◆ Task to carry out
Convert the lines below, from the one containing "Where can the orange" through the one containing "<point>518,41</point>", both included, into a JSON list of strings with one string per line, leaving out any blank lines.
======== Working data
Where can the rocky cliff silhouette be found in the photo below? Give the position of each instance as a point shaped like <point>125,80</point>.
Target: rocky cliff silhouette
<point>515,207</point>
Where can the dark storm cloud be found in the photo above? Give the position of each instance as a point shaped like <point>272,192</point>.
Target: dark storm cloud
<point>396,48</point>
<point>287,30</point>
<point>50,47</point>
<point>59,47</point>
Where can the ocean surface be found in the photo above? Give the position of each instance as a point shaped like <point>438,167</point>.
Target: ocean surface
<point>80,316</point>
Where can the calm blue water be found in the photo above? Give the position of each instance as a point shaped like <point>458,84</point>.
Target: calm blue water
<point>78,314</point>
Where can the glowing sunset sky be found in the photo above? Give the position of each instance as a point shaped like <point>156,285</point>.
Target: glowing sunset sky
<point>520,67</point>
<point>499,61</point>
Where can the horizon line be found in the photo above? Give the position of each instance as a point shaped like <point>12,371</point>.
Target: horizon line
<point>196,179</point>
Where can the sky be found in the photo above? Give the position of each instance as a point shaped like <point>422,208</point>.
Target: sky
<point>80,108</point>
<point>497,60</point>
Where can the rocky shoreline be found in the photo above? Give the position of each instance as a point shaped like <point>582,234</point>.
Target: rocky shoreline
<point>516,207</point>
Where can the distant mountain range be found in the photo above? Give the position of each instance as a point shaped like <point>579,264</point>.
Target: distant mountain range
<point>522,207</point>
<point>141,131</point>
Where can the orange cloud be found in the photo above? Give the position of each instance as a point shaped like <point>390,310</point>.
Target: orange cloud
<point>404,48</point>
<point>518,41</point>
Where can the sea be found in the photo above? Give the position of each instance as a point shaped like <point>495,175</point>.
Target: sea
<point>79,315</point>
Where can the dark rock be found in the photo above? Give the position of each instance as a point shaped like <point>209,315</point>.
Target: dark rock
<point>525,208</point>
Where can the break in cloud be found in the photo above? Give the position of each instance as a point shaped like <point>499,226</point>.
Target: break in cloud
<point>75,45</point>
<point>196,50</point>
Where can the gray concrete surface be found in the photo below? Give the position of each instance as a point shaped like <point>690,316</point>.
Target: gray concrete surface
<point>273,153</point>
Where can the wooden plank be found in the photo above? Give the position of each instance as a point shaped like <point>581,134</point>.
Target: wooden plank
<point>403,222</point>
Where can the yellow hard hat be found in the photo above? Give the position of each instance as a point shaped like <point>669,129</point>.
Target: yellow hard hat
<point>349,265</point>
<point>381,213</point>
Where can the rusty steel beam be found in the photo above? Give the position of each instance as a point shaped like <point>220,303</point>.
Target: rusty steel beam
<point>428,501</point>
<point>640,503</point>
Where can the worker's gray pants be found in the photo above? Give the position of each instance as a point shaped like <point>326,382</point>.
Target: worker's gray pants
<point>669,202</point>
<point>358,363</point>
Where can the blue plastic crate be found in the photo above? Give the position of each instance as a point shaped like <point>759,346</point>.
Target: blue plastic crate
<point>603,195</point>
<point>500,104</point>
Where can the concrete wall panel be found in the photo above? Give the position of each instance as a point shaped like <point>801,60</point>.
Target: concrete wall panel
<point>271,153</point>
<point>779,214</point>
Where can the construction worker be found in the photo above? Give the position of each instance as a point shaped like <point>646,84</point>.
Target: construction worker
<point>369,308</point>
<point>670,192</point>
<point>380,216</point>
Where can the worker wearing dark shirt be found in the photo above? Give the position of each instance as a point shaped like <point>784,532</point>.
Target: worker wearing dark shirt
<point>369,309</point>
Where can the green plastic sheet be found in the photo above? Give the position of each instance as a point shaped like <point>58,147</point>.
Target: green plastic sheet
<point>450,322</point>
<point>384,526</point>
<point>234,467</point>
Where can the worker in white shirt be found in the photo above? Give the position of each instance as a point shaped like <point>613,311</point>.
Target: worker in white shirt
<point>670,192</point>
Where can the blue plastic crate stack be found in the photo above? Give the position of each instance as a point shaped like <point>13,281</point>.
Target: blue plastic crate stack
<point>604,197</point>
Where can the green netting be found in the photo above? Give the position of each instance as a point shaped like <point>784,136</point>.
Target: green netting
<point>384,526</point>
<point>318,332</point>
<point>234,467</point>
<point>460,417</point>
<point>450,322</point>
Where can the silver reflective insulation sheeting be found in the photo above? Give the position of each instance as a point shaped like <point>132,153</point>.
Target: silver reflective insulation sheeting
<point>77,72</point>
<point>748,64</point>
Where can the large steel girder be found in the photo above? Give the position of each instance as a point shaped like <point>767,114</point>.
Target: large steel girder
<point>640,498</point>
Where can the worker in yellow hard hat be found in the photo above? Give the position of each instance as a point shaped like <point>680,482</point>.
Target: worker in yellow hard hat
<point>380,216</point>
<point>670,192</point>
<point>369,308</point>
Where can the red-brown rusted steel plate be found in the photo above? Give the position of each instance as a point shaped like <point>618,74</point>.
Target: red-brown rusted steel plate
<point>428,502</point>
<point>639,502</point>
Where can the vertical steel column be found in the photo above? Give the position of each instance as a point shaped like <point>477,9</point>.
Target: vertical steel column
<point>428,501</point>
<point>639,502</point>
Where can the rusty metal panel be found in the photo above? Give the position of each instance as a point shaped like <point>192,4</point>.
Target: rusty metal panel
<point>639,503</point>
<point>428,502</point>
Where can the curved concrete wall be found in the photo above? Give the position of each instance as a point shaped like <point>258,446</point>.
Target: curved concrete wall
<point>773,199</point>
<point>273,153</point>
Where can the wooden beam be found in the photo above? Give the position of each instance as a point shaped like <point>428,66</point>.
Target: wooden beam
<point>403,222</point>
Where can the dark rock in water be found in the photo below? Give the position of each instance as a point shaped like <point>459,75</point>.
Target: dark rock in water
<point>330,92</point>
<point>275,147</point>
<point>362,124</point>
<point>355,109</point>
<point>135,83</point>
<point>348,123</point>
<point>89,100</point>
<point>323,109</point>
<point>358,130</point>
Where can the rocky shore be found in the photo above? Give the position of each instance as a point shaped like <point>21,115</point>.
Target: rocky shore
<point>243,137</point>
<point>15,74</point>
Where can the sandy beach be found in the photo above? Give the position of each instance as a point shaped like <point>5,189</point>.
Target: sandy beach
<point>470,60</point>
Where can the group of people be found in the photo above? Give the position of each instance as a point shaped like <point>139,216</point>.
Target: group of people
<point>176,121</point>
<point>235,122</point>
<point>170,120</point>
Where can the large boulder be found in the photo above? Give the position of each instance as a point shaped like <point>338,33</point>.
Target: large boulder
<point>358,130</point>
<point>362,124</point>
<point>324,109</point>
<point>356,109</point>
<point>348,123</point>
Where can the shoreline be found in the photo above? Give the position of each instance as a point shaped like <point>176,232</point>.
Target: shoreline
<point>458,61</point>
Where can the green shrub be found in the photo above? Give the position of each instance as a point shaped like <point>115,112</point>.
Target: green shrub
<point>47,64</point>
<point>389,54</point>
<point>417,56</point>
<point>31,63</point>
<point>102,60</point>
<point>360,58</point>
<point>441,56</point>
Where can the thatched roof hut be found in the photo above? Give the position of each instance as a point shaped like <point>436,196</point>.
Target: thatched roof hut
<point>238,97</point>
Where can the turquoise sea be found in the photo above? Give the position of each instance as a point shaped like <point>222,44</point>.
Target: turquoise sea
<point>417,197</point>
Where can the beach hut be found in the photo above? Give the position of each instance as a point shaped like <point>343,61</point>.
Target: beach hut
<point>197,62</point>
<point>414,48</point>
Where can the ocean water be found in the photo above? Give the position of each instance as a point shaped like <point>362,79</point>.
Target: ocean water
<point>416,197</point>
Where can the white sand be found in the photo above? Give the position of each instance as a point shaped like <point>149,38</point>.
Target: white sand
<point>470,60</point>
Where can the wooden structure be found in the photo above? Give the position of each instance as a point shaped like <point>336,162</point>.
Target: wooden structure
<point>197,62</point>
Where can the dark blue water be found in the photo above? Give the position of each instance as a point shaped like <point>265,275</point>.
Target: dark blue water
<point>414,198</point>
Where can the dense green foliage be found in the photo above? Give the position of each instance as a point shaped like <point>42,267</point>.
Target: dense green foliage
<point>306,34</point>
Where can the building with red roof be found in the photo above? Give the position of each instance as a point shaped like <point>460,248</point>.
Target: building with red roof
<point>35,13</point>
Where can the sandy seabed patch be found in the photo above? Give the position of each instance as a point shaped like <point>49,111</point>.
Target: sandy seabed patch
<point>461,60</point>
================
◆ Solution
[
  "Where can the orange cloud be found in the photo above? Give the position of each instance as a point shaped like <point>390,310</point>.",
  "Target: orange cloud",
  "<point>404,48</point>",
  "<point>518,41</point>"
]